(Data to use)

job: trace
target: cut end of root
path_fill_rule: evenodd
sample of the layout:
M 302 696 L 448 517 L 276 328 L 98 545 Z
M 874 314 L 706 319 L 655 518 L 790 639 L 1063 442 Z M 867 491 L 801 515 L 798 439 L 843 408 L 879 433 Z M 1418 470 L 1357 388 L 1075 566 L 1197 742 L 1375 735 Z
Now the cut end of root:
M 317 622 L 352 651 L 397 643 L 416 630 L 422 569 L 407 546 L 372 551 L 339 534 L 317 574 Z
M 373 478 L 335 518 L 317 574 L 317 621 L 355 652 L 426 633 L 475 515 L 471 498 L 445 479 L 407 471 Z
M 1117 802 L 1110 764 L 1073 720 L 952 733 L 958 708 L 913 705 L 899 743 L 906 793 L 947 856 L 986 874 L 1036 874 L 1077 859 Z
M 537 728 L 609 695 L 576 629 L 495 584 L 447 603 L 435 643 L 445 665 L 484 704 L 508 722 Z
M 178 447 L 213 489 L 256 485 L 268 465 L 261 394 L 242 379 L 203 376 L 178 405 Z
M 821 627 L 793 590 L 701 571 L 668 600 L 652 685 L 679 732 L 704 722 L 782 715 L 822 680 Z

(End Data to use)

Every line above should be reproduced precisely.

job: trace
target: cut end of root
path_fill_rule: evenodd
sample of the layout:
M 302 696 L 448 517 L 276 328 L 98 545 Z
M 874 314 L 706 319 L 655 518 L 790 639 L 1063 442 Z M 867 491 L 801 515 L 798 439 L 843 408 L 879 433 Z M 1418 470 L 1357 388 L 1075 566 L 1197 742 L 1375 735 Z
Now the cut end of root:
M 317 622 L 352 651 L 397 643 L 416 630 L 422 569 L 407 546 L 372 551 L 339 534 L 317 574 Z
M 373 478 L 335 518 L 317 574 L 317 621 L 355 652 L 426 633 L 475 515 L 471 498 L 445 479 L 407 471 Z
M 1117 802 L 1110 764 L 1073 720 L 952 733 L 958 708 L 913 705 L 899 743 L 906 793 L 947 856 L 986 874 L 1036 874 L 1077 859 Z
M 537 728 L 609 695 L 576 629 L 495 584 L 447 603 L 435 643 L 445 665 L 484 704 L 508 722 Z
M 178 447 L 213 489 L 256 485 L 268 465 L 261 394 L 242 379 L 203 376 L 178 405 Z
M 821 627 L 793 590 L 701 571 L 668 600 L 652 685 L 679 732 L 704 722 L 782 715 L 822 680 Z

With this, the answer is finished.